| Directions |
Only one stretch of the data below is wanted: the lines starting at the one with "written like [329,287]." and ending at the one with "written like [114,32].", both included, given again exactly.

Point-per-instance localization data
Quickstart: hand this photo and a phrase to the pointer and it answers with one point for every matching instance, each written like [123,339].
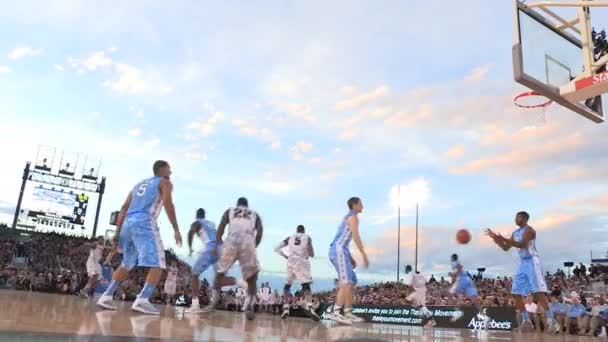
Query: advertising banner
[501,318]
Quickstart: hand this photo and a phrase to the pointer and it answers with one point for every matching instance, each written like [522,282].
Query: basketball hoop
[534,100]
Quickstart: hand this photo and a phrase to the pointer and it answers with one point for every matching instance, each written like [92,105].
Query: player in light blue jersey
[138,235]
[529,275]
[463,285]
[340,257]
[206,231]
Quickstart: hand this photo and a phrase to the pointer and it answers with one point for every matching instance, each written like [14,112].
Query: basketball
[463,236]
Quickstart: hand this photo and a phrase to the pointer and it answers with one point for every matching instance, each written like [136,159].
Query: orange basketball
[463,236]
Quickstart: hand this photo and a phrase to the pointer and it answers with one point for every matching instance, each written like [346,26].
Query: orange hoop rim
[547,103]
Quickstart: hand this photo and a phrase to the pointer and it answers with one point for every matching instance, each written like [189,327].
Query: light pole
[416,257]
[398,231]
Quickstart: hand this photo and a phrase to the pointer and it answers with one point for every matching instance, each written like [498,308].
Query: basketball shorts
[418,297]
[529,277]
[93,269]
[170,288]
[239,248]
[464,286]
[298,270]
[340,258]
[141,244]
[204,261]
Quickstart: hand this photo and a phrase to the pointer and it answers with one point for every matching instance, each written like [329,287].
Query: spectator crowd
[55,263]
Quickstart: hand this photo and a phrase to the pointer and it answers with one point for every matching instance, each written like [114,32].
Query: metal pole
[416,261]
[102,188]
[586,40]
[398,230]
[26,174]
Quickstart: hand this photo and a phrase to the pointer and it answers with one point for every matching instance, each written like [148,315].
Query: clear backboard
[550,52]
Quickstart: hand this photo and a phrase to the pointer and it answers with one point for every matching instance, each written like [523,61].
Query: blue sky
[298,106]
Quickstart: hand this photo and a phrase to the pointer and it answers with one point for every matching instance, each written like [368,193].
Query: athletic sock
[549,313]
[147,291]
[114,284]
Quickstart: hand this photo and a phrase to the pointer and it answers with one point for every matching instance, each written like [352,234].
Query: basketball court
[32,316]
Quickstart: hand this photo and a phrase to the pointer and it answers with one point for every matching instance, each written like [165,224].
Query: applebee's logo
[477,323]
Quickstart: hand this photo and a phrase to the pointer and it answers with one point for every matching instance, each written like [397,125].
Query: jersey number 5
[242,213]
[141,190]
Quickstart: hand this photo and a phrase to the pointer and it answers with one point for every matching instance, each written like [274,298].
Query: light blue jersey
[343,235]
[339,253]
[140,236]
[207,234]
[529,277]
[145,200]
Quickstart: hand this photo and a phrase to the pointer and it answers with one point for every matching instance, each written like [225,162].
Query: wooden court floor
[26,316]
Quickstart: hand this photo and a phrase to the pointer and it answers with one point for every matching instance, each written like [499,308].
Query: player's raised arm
[529,234]
[120,219]
[222,226]
[279,248]
[259,230]
[166,188]
[499,240]
[353,223]
[311,250]
[194,228]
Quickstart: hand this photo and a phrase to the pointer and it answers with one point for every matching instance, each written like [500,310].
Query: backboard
[551,56]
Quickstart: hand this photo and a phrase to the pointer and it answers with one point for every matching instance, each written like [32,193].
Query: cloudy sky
[300,105]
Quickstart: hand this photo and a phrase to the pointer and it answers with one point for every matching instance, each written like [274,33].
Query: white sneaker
[194,309]
[338,318]
[208,308]
[242,284]
[106,302]
[144,306]
[353,318]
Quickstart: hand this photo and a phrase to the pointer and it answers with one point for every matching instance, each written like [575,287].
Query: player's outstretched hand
[178,238]
[490,233]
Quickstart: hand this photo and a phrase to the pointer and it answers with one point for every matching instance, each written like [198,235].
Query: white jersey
[298,246]
[418,281]
[266,292]
[242,221]
[95,255]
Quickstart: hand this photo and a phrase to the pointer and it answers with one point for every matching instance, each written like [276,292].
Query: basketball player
[241,295]
[299,249]
[340,257]
[93,266]
[529,275]
[205,230]
[463,285]
[265,297]
[171,283]
[244,235]
[140,238]
[418,297]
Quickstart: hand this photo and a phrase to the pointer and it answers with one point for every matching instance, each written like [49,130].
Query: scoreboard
[58,206]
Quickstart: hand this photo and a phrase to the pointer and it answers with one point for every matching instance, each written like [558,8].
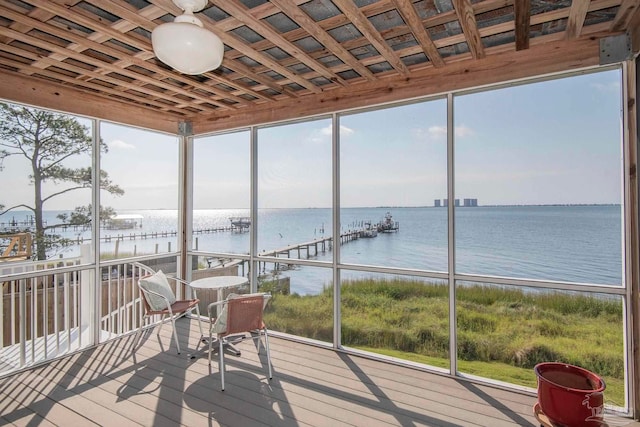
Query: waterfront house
[67,324]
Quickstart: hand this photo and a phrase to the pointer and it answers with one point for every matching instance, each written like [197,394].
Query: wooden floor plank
[120,384]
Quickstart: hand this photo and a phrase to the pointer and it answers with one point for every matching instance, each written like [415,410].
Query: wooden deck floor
[112,386]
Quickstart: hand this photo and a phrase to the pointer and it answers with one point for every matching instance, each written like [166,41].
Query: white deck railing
[46,309]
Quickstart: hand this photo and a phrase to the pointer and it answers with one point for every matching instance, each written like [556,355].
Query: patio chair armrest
[184,282]
[159,295]
[213,306]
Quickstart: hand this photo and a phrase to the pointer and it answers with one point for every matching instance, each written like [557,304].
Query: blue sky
[550,142]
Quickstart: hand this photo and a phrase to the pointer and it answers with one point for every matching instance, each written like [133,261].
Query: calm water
[568,243]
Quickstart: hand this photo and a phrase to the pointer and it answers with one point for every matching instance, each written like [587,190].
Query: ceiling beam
[411,18]
[467,19]
[577,14]
[551,57]
[36,92]
[522,9]
[362,23]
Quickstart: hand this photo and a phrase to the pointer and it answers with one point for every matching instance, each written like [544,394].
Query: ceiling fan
[184,44]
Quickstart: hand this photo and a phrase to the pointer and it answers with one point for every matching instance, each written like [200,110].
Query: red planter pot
[569,395]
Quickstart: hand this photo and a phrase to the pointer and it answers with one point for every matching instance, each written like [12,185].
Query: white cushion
[157,283]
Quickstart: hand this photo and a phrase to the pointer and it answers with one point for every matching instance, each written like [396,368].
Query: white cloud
[437,132]
[118,144]
[440,132]
[344,131]
[610,87]
[462,131]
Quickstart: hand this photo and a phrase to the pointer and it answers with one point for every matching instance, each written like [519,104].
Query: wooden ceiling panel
[285,57]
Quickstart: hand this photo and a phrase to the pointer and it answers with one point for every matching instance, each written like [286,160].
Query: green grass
[502,332]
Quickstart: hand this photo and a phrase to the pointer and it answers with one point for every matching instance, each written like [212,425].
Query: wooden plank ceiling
[289,58]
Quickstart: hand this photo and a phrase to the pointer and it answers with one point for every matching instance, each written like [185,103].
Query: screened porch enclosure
[447,187]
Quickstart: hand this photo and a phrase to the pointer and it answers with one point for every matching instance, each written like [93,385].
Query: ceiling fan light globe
[187,47]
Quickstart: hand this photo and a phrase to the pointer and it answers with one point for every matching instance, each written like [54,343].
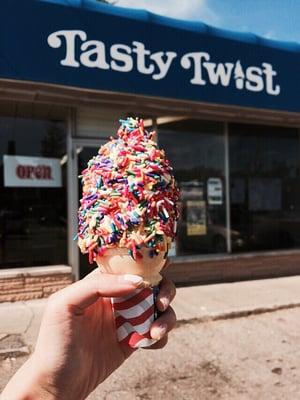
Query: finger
[164,324]
[167,292]
[166,264]
[158,345]
[87,291]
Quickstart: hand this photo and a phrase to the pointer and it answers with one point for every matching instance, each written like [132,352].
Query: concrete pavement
[19,321]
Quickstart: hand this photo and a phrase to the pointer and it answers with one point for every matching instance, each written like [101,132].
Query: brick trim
[33,282]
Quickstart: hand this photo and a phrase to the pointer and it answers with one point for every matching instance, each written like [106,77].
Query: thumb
[87,291]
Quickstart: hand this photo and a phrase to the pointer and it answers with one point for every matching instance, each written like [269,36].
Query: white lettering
[269,72]
[239,75]
[255,82]
[93,54]
[219,72]
[124,58]
[194,59]
[55,41]
[162,66]
[141,53]
[121,53]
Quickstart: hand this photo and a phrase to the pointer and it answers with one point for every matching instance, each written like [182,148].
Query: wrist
[29,384]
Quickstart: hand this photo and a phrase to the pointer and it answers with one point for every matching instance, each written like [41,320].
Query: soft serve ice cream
[128,214]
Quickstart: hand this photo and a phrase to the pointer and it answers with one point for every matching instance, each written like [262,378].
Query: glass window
[196,151]
[33,208]
[265,187]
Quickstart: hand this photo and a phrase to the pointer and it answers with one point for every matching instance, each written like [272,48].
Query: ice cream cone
[118,261]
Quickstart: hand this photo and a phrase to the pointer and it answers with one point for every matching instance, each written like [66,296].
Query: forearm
[27,384]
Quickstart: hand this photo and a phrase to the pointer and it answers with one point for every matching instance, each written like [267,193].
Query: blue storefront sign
[88,45]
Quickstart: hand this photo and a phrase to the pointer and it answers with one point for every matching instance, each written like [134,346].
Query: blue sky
[274,19]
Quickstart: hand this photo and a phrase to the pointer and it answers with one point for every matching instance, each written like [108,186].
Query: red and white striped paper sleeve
[134,315]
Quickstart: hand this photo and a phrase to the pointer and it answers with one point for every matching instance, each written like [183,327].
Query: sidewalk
[19,322]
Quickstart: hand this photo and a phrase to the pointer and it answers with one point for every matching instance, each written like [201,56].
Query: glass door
[83,150]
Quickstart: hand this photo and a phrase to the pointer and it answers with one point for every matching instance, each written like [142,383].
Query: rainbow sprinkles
[129,195]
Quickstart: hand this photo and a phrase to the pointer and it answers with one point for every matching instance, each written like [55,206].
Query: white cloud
[270,35]
[196,10]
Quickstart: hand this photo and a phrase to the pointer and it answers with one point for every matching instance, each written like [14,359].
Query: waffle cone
[118,261]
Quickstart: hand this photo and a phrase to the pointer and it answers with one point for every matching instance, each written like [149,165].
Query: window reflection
[33,222]
[265,194]
[196,152]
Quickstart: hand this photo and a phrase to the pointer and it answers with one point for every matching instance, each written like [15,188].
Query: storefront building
[226,109]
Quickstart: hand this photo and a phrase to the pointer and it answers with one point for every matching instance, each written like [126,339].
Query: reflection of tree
[198,173]
[53,144]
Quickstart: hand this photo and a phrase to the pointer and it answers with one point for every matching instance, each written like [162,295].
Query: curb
[236,314]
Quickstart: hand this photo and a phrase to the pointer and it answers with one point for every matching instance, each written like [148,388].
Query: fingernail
[135,279]
[165,303]
[161,331]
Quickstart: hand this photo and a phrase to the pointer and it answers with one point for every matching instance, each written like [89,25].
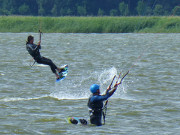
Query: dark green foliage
[89,7]
[90,24]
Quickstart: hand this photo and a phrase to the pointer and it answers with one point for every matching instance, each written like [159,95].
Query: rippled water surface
[148,101]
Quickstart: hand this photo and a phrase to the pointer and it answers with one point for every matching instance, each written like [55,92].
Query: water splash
[75,90]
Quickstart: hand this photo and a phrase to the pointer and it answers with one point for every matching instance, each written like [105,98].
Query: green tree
[140,8]
[24,9]
[149,11]
[158,10]
[54,10]
[81,10]
[100,12]
[176,10]
[63,12]
[123,8]
[113,12]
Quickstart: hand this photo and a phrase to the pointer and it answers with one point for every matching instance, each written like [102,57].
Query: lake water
[148,101]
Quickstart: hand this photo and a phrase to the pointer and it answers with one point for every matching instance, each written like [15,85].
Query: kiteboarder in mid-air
[33,50]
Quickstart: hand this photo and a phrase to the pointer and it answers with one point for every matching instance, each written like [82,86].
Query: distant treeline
[90,7]
[90,24]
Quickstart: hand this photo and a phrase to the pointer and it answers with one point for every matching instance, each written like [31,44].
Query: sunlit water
[146,103]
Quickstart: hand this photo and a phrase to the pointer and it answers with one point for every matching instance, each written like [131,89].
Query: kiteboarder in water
[33,50]
[95,103]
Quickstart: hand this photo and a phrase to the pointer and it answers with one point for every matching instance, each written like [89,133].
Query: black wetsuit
[33,50]
[95,104]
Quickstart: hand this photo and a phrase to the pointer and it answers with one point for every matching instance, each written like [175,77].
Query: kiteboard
[63,73]
[76,121]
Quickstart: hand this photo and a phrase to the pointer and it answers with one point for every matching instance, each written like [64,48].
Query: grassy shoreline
[17,24]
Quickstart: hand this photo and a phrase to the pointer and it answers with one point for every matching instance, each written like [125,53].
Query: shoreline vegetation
[105,24]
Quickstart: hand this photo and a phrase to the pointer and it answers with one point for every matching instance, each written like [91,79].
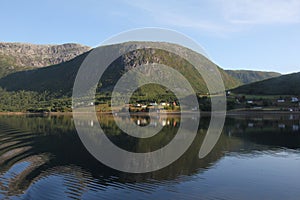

| Worked solution |
Quickstart: hand this photo and a phrase to the pointer and it answers with one point for every matching instance, each written like [329,287].
Query: spectator crowd
[55,263]
Quickstart: hand this photo and a phrase to the pointer and it answers with one point for every matching instance, each written like [114,32].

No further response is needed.